### Data in this exercise ###

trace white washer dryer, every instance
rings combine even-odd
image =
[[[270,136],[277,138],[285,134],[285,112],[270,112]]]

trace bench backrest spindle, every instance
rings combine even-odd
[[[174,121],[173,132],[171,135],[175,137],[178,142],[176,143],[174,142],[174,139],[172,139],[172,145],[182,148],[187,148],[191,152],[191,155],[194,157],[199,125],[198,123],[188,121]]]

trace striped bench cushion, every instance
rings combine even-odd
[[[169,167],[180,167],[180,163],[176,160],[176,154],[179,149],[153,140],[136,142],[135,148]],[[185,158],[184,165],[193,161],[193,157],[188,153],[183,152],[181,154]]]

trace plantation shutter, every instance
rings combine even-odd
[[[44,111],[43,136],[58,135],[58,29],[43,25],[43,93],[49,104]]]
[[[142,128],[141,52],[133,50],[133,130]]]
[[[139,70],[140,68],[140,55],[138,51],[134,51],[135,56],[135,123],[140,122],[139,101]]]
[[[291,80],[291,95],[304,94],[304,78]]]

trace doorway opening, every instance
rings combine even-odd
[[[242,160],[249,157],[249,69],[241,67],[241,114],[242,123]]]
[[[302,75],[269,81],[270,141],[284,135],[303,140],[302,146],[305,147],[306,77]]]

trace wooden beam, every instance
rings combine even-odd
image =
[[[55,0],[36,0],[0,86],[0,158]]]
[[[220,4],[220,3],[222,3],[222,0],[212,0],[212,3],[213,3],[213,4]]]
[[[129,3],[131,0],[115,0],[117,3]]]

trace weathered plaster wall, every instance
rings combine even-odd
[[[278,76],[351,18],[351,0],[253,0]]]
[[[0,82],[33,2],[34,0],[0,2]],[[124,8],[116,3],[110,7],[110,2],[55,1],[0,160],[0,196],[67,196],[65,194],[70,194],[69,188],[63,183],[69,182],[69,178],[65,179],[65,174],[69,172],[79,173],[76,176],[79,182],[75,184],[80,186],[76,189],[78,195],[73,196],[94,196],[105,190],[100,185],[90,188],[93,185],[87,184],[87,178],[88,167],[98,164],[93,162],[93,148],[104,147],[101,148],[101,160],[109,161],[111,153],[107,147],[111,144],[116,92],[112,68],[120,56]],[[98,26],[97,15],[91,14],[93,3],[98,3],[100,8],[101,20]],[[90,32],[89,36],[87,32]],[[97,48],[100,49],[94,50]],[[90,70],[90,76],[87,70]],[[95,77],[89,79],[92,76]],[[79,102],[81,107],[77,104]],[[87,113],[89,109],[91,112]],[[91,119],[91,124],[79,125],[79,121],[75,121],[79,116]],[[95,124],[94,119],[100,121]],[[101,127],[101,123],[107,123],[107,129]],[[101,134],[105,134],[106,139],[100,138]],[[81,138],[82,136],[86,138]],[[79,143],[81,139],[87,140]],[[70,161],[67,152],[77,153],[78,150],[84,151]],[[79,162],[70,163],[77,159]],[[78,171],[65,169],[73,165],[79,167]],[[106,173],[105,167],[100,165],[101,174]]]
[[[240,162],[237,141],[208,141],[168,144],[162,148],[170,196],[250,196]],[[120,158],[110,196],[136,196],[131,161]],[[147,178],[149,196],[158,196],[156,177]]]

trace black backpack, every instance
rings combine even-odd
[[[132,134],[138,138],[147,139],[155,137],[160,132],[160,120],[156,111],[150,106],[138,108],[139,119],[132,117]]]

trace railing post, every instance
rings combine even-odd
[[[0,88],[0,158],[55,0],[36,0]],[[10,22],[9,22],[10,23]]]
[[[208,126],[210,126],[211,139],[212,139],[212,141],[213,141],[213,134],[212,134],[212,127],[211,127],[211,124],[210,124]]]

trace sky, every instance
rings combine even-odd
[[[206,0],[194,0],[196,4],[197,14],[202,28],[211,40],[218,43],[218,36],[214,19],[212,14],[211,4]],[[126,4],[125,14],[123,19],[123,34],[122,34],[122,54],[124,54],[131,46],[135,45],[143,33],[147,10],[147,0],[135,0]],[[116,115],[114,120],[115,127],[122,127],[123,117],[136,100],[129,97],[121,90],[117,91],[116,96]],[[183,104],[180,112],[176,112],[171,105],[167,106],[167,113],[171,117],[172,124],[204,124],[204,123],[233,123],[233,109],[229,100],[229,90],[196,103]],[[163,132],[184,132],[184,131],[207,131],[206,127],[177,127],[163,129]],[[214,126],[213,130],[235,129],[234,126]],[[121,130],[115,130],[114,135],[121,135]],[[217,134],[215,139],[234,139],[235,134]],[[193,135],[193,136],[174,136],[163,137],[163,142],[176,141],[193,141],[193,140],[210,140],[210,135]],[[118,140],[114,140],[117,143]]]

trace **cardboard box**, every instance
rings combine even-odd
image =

###

Reproduce every line of the material above, character for character, with nothing added or left out.

*Exercise response:*
trace white washer dryer, every instance
rings combine even-odd
image =
[[[270,136],[277,138],[285,134],[285,112],[270,112]]]

trace bench backrest spindle, every instance
rings combine even-odd
[[[174,121],[173,132],[171,135],[175,137],[178,142],[176,143],[174,142],[174,139],[172,139],[172,145],[182,148],[187,148],[191,152],[191,155],[194,157],[199,125],[198,123],[188,121]]]

trace striped bench cushion, every instance
rings combine even-odd
[[[169,167],[180,167],[180,163],[176,160],[176,154],[179,149],[153,140],[136,142],[135,148]],[[185,158],[184,165],[193,161],[193,157],[188,153],[183,152],[181,154]]]

trace plantation shutter, every instance
rings combine even-odd
[[[44,111],[43,136],[58,135],[58,29],[43,25],[43,93],[49,104]]]
[[[142,128],[141,52],[133,50],[133,130]]]
[[[139,70],[140,68],[140,55],[138,51],[134,51],[135,56],[135,123],[140,122],[139,101]]]
[[[291,80],[291,95],[304,94],[304,78]]]

trace doorway opening, every instance
rings combine even-odd
[[[242,160],[249,157],[249,69],[241,67],[241,114],[242,123]]]
[[[302,75],[269,81],[270,141],[284,135],[303,140],[302,146],[305,147],[306,77]]]

trace wooden beam, every instance
rings combine even-odd
image =
[[[55,0],[36,0],[0,86],[0,158]]]
[[[220,4],[220,3],[222,3],[222,0],[212,0],[212,3],[213,3],[213,4]]]
[[[129,3],[131,0],[115,0],[117,3]]]

trace weathered plaster wall, every instance
rings combine even-odd
[[[278,76],[351,18],[351,0],[253,0]]]
[[[0,82],[33,2],[34,0],[0,2]],[[124,8],[116,3],[110,7],[110,2],[55,1],[0,160],[0,196],[67,196],[65,194],[70,194],[69,188],[63,183],[69,182],[69,178],[65,179],[65,174],[69,172],[79,173],[76,176],[79,182],[75,184],[80,186],[76,189],[78,195],[73,196],[94,196],[105,190],[100,185],[90,188],[93,185],[87,184],[87,178],[88,167],[98,164],[93,162],[93,148],[104,147],[101,148],[101,160],[109,161],[111,153],[107,147],[111,144],[116,92],[112,68],[120,56]],[[98,26],[97,15],[91,14],[93,3],[98,3],[100,8],[101,20]],[[90,32],[89,36],[87,32]],[[97,48],[100,49],[94,50]],[[90,70],[90,76],[87,70]],[[95,77],[89,79],[92,76]],[[79,102],[81,107],[77,104]],[[87,113],[89,109],[91,112]],[[91,119],[91,124],[79,125],[79,121],[75,121],[79,116]],[[95,124],[94,119],[100,121]],[[101,127],[101,123],[107,123],[107,129]],[[101,134],[105,134],[106,139],[100,138]],[[81,138],[82,136],[86,138]],[[79,143],[81,139],[87,140]],[[70,161],[67,152],[77,153],[78,150],[84,151]],[[79,162],[70,163],[77,159]],[[78,171],[65,169],[73,165],[79,167]],[[106,173],[105,167],[100,165],[101,174]]]
[[[240,162],[237,141],[208,141],[168,144],[162,148],[170,196],[250,196]],[[120,158],[110,196],[136,196],[131,161]],[[147,178],[149,196],[158,196],[156,177]]]

trace black backpack, every instance
rings combine even-odd
[[[132,134],[138,138],[147,139],[155,137],[160,132],[160,120],[156,111],[150,106],[138,108],[139,119],[132,117]]]

trace railing post, every instance
rings combine even-odd
[[[0,88],[0,158],[55,0],[36,0]],[[10,22],[9,22],[10,23]]]
[[[208,126],[210,126],[211,139],[212,139],[212,141],[213,141],[213,134],[212,134],[212,127],[211,127],[211,124],[210,124]]]

trace sky, every instance
rings combine even-odd
[[[206,0],[194,0],[196,4],[197,14],[202,28],[211,40],[218,43],[218,36],[214,19],[212,14],[211,4]],[[126,4],[125,14],[123,19],[123,34],[122,34],[122,54],[124,54],[131,46],[135,45],[143,33],[147,10],[147,0],[135,0]],[[116,115],[114,120],[115,127],[122,127],[123,117],[136,100],[129,97],[121,90],[117,91],[116,96]],[[183,104],[180,112],[176,112],[171,105],[167,106],[167,113],[171,117],[172,124],[204,124],[204,123],[233,123],[233,109],[229,100],[229,90],[196,103]],[[163,132],[184,132],[184,131],[207,131],[206,127],[177,127],[163,129]],[[214,126],[213,130],[235,129],[234,126]],[[121,130],[115,130],[114,135],[121,135]],[[217,134],[215,139],[234,139],[235,134]],[[193,135],[193,136],[174,136],[163,137],[163,142],[176,141],[193,141],[193,140],[210,140],[210,135]],[[118,140],[114,140],[117,143]]]

trace **cardboard box**, every instance
rings combine even-odd
image =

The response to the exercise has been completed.